EXERCISE TASKS:
1 - According to the text on direct selling services companies, what total did the Direct Selling Association report for US direct selling sales in 2022?
2 - Write the next part of the text on direct selling services companies, picking up after its last sentence.

EXTRACTED TEXT:
◇ ◇ ◇ ◇

While most of the direct selling channel battled decline, a majority of the industry’s service companies enjoyed a pattern of steady, stable growth. DSN takes a deep dive into what’s behind this sector’s success story.
Over the last five years, the direct selling industry has experienced some startling revelations. Chief among them was how quickly the world would adapt to a virtual lifestyle. Party plans and in-person product demonstrations became relics. Online shopping—already extremely common—became native for consumers living in a socially distanced world where making purchasing decisions from the comfort of their home followed by two-day shipping became an engrained habit. As the post-pandemic upheaval continued and then subsided, a new economic normal began to set in for the direct selling industry.
Despite these obstacles, the direct selling industry remains a powerful revenue engine. In 2023, the Direct Selling Association (DSA) reported that the direct selling channel represented $40.5 billion in 2022 US sales. Direct Selling News (DSN) believes this number is significantly lower than reality, given that three-quarters of services companies are not reflected in these figures. Even so, as analysts viewed the DSA revenue numbers, some believed they were a sign that—while challenges persisted—market demand was generally intact.

◇ ◇ ◇ ◇

Stored items from a collection:
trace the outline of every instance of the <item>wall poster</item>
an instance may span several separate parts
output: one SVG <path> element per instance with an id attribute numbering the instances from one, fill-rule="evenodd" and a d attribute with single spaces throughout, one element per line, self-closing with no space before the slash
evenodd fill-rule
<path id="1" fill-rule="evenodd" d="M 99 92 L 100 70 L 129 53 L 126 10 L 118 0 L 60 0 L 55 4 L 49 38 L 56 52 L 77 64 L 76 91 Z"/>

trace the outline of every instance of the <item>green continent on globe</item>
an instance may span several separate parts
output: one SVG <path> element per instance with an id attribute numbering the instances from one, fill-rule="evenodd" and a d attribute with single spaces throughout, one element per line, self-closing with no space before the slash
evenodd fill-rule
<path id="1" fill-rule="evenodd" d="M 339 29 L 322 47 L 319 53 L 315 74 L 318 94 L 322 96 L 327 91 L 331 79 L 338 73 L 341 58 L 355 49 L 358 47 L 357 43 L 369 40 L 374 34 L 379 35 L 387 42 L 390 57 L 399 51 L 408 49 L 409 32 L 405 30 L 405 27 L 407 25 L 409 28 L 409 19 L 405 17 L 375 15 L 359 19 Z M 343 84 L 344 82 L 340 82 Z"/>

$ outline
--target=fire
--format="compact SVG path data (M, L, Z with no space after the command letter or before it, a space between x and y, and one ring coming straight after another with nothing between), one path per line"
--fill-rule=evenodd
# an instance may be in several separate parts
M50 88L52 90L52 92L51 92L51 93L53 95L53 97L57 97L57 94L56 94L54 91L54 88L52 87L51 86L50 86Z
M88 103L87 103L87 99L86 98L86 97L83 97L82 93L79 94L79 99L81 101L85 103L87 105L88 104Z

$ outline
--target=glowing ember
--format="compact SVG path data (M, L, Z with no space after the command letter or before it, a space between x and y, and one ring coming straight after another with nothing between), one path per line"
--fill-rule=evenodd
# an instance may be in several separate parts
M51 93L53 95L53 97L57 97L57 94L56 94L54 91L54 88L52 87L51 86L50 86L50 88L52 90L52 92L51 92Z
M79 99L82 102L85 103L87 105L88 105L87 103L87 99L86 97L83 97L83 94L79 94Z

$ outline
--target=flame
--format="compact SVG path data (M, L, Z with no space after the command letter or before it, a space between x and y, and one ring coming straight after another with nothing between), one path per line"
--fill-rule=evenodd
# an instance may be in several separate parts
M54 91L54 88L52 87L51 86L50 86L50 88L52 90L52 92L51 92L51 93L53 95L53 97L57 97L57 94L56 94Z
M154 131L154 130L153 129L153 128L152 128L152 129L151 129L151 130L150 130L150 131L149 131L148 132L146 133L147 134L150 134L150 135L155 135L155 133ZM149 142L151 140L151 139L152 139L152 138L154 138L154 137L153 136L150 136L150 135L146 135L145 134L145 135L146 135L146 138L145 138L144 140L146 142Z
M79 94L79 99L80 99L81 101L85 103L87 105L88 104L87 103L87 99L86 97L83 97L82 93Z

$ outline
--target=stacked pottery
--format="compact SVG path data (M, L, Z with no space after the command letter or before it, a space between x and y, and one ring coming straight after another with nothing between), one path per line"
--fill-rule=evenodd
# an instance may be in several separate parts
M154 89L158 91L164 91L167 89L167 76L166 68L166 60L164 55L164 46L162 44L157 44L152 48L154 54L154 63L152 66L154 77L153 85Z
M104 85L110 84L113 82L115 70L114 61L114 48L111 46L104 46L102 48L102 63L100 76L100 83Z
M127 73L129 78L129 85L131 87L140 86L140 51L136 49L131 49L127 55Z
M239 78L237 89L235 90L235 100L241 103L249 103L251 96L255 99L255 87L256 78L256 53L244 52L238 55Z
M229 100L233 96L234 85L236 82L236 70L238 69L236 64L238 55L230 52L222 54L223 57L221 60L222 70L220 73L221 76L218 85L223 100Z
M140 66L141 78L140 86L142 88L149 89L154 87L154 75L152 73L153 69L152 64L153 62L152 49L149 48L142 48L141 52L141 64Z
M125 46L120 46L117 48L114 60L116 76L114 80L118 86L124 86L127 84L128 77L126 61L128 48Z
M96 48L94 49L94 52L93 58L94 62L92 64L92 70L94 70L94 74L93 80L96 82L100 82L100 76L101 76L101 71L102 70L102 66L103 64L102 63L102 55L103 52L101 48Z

◇ ◇ ◇ ◇

ANSWERS BY TASK:
1 - $40.5 billion.

2 -
A deeper analysis of this data, however, illustrates that not all categories within the direct selling space were equally successful. Almost all product verticals, including personal care, clothing and accessories, home durables and health and wellness, experienced a decrease in sales—some by as much as 17 percent.
In stark contrast to that decline, however, was the ten percent increase the service sector enjoyed during that same time frame.
It’s also important to note that the increase was felt across the board, both by companies offering must-have services everyone needs like energy and cell phone as well as companies offering services that are highly desired but less essential to daily life including insurance and financial planning.
In this time of upheaval and uncertainty in the industry, it’s important to take a deeper dive into services to determine what the catalyst behind this purchasing pattern could be. And to perhaps also determine if service offerings could be the stopgap that helps companies stay ahead of a possible continued decline in direct selling.
The Many Branches of Service
Services is a huge growth sector, but it’s not a monolithic one. In the simplest terms, service companies typically fall within one of four categories: direct selling utilizing licensed agents, traditional network marketing, enhanced affiliate models and door-to-door sales. Throughout this article, we will examine each in greater detail (see sidebar for door-to-door sales coverage).
1 / Direct Selling Utilizing Licensed Agents
This category encompasses two distinct subcategories: real estate agents and financial services. While a significant portion of representatives within this grouping derives their income from direct sales, they also have the opportunity and option to build teams, recruit and receive residual income for doing so.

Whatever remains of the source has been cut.